- Records shown -
======

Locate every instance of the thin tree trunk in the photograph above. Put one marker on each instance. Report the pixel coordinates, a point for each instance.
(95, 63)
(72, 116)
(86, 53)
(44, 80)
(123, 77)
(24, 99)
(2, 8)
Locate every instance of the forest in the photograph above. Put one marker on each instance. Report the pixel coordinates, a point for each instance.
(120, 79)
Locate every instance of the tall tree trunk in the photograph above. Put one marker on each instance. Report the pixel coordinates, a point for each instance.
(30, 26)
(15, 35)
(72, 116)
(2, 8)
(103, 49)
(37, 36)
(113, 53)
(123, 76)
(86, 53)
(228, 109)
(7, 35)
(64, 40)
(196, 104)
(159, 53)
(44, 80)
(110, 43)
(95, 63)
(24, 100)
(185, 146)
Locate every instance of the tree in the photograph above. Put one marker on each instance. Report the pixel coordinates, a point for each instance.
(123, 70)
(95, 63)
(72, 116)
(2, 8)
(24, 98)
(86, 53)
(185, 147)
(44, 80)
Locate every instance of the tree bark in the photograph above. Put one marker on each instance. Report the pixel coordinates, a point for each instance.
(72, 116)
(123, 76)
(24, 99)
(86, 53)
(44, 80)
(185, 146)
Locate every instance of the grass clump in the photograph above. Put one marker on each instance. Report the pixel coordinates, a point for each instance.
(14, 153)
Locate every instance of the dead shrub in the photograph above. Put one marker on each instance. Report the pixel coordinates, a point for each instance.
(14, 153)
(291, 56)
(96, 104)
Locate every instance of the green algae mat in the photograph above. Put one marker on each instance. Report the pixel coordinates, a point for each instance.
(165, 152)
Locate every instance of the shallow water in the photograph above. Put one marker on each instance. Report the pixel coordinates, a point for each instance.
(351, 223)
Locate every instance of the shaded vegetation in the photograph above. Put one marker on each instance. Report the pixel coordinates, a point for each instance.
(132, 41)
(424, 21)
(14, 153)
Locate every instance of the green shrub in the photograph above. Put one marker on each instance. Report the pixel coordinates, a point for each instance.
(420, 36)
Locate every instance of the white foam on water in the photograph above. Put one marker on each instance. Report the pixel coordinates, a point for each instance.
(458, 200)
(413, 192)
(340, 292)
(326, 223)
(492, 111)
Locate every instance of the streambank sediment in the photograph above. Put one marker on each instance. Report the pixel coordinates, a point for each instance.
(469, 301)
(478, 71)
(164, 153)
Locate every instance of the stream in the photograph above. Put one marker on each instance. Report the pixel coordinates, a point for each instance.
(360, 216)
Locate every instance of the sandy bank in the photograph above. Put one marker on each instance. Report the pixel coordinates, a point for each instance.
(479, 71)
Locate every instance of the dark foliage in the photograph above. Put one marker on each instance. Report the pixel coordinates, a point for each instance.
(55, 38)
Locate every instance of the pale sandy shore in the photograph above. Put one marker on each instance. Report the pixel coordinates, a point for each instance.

======

- What needs to be done -
Set all of the entries down again, exactly as they were given.

- Reply to the task -
Locate every instance of the thin tree trunk in the photograph above. Put one marker on each instance. Report the pixel coordinates, a point for each instance.
(95, 63)
(72, 116)
(86, 53)
(44, 80)
(123, 77)
(24, 99)
(2, 8)
Locate every instance of the forest in the photograph above. Put one marker on each instance. Report the pixel coordinates, a point for each instance.
(120, 79)
Locate every instance of the tall tree trunk in the photograph above. Put one marker on each instance. Report the pixel coordinates, a point for each instance.
(30, 26)
(15, 35)
(72, 116)
(2, 8)
(103, 49)
(37, 36)
(113, 53)
(123, 76)
(86, 53)
(228, 109)
(7, 35)
(64, 40)
(196, 104)
(159, 53)
(44, 80)
(110, 43)
(95, 63)
(24, 100)
(185, 146)
Locate every instance of the tree in the photograph above. Put one marker on each instance. Report the pixel coordinates, a point for each instance.
(123, 70)
(95, 63)
(72, 116)
(2, 8)
(24, 98)
(86, 53)
(185, 147)
(44, 80)
Locate every instance of the tree bark in the photograph above. Put one marker on each instance. Report the pixel coordinates, a point for each instance.
(72, 116)
(123, 76)
(24, 99)
(86, 53)
(44, 80)
(185, 146)
Locate every instance of the grass clump in the photograph above. Put one marker on each instance. Report the pixel coordinates, a point for each instance.
(14, 153)
Locate every instance of the dead shrub in the photograph above. Put one marker on each instance. Report the pixel coordinates, a point for each instance.
(14, 153)
(291, 56)
(96, 104)
Locate every instance of the green algae mat in the photograph above. Put one marker on each instance. Report the pixel coordinates, a point for each instance.
(165, 152)
Locate every instance of the shallow water in the photograph above. Put one marker on each instance. Report the pixel coordinates, a point for each instance.
(351, 223)
Locate every instance of the shaded vegetation in the photograph above. Put one marker on each instance. Report the pixel coordinates, a point for each instance.
(132, 41)
(424, 21)
(14, 153)
Locate every instance of the green shrub in the photograph above. Put one marker on each instance. Report the pixel coordinates, a point for each instance.
(420, 36)
Locate every instance of the white foam on water in the photograph above. Put one marker on each instance. Report the pixel coordinates, a point for each instance.
(458, 200)
(413, 192)
(340, 292)
(326, 223)
(492, 111)
Locate every instance of the streambank sediment in the photograph above. Put one marker on each instance. Report the pixel coordinates, a point for each instance.
(469, 301)
(478, 71)
(164, 153)
Locate every instance of the stream in the photograph above. Put one marker on each instance. Report the pixel coordinates, a point for each instance.
(360, 216)
Locate every instance of the sandy bank in the photograph above. Put one marker on each instance. Report the pixel coordinates, a point for each instance.
(479, 71)
Locate every instance of the dark foliage in the photograph above. Put one marker on each instance. Report the pixel coordinates, a point for each instance.
(55, 38)
Locate every instance of the pale sandy shore in the photograph above. Put one marker on each instance. Report the pixel coordinates, a point for each instance.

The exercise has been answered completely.